Exercices:
1 - Modifiez le texte sur le Conseil de l’Europe en le recopiant en commençant par "La chute du" et en continuant jusqu’à "mérite d’être célébré.", avec "tournant" à la place de "jalon".
2 - D’après le texte sur le Conseil de l’Europe, en quelle année le Mur de Berlin est-il tombé ?

Texte fourni:
——————————

On ne peut envisager le futur, sans comprendre le passé. Dès le départ, après les horreurs de la Seconde guerre mondiale, jusqu’aux premières années du XXIe siècle, au travers des défis que la société moderne lance, le Conseil de l’Europe a toujours travaillé de façon extraordinaire face aux événements dramatiques de l’heure. Il a joué un rôle essentiel dans la création de l’unité et de la sécurité du continent. Il a servi de bastion aux valeurs phare.
La chute du Mur de Berlin en 1989, constitue un jalon important de l’Europe. L’Organisation a joué un rôle particulier en se montrant la plus apte pour accueillir une nouvelle vague de démocraties afin de construire une nouvelle Europe. Des progrès de taille ont été réalisés. Aujourd’hui, nous sommes 47 à défendre la démocratie, les droits de l’homme et l’Etat de droit. Cet exploit mérite d’être célébré.

——————————

Données fournies:
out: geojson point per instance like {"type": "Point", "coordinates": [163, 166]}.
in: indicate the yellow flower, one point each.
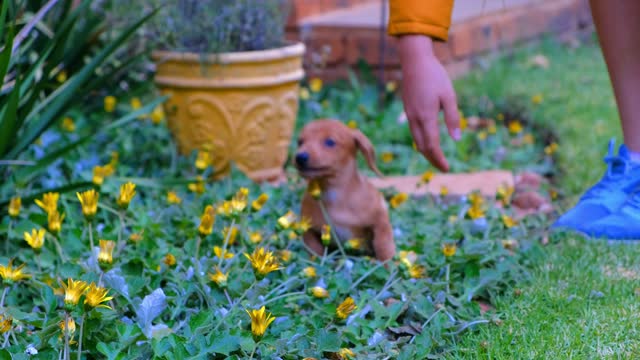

——————————

Réponses par exercice:
1 -
La chute du Mur de Berlin en 1989, constitue un tournant important de l’Europe. L’Organisation a joué un rôle particulier en se montrant la plus apte pour accueillir une nouvelle vague de démocraties afin de construire une nouvelle Europe. Des progrès de taille ont été réalisés. Aujourd’hui, nous sommes 47 à défendre la démocratie, les droits de l’homme et l’Etat de droit. Cet exploit mérite d’être célébré.

2 - En 1989.